* PROVIDED RECORDS *
───
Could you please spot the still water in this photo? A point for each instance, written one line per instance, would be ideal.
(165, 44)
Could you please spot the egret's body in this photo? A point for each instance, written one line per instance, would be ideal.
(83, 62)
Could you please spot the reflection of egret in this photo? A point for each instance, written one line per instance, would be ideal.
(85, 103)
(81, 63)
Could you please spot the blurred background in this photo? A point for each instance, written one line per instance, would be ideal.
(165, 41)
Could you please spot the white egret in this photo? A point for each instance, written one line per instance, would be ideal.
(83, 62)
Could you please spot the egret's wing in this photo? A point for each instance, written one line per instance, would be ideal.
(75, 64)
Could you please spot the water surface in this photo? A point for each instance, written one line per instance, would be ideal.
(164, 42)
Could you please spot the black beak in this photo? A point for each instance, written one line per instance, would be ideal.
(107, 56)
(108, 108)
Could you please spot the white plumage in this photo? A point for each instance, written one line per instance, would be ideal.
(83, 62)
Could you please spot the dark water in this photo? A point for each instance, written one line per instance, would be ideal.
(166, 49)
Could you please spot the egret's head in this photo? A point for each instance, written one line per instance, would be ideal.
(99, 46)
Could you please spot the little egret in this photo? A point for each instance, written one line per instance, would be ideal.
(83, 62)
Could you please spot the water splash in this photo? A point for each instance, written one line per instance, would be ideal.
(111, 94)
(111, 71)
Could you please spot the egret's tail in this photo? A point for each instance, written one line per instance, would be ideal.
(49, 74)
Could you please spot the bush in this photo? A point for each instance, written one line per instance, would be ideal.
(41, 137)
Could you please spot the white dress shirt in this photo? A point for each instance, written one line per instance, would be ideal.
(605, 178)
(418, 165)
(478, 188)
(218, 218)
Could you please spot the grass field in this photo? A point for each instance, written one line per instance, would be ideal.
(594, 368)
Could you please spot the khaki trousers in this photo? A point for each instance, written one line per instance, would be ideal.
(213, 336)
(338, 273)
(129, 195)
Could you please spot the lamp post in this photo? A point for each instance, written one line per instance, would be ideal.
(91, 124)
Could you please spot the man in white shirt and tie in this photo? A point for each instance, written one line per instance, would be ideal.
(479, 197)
───
* GIVEN TASK *
Return the records from the line containing "Could you please spot the white dress" through the end of the records, copied word for word.

* FULL SOLUTION *
Could you please spot the white dress shirt in this photo? A point for each instance, written one line per instance, would be ideal.
(605, 178)
(418, 165)
(478, 188)
(218, 218)
Could you please spot the grass field in this photo? A point for each instance, written one line per instance, would be ideal.
(594, 368)
Could you please spot the khaki trousers in this photo? A point for each instance, written one line per instance, would be ideal.
(213, 336)
(338, 273)
(129, 195)
Could you please spot the lamp post in this photo? A point for each instance, written one line per instance, would be ideal.
(91, 124)
Could you please spot the man in white shirt and tie in this photo? A point for each instance, written one line per instance, would be ideal.
(479, 197)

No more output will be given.